=== Section Start ===

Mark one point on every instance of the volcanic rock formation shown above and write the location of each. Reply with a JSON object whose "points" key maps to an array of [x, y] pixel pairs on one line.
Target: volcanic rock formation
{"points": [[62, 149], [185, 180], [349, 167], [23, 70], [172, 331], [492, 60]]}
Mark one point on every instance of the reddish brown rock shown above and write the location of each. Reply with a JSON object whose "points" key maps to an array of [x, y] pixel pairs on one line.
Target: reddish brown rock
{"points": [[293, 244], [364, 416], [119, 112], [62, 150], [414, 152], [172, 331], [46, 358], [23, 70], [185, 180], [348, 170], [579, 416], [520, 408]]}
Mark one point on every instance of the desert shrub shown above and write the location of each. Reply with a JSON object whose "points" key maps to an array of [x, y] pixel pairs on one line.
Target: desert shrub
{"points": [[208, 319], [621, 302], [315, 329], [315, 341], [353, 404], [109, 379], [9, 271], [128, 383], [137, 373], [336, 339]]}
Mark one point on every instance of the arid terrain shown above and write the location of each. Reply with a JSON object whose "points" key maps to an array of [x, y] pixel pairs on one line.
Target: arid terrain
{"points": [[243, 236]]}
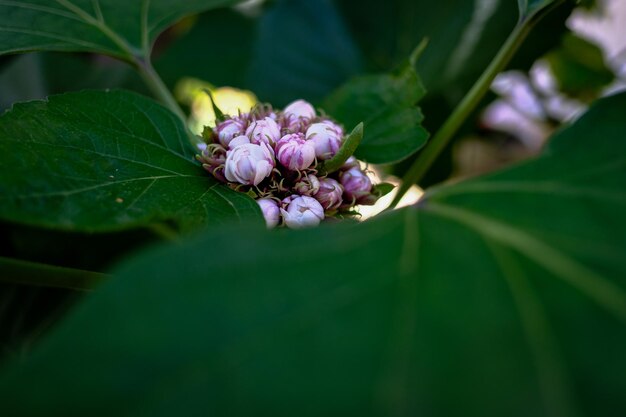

=== Section End ===

● **INSTRUCTIONS TO FOLLOW**
Return only those lines of the records that contain the string "whose".

● **SOLUTION FOR THIS EXERCISE**
Mark one point on every instance of the volcanic rock formation shown above and write the location of each. Reply with a JSON object whose "points" key maps to an array of [x, y] pixel pairs on one line.
Mark one point on every instance of the reddish brown rock shown above and write the location of each. Reply with a JSON object whose "points" key maps to an array of [x, y] pixel pairs on one line.
Mark one point on every instance of the desert shrub shown above and write the location of each. Reply with a JSON object whose "points" key maps to an array of [x, y] pixel pairs on one line.
Mark one point on every instance of the arid terrain shown above and write the location of each. Reply with a JSON object whose "points" key maps to an array of [x, y] pixel pairs on one line.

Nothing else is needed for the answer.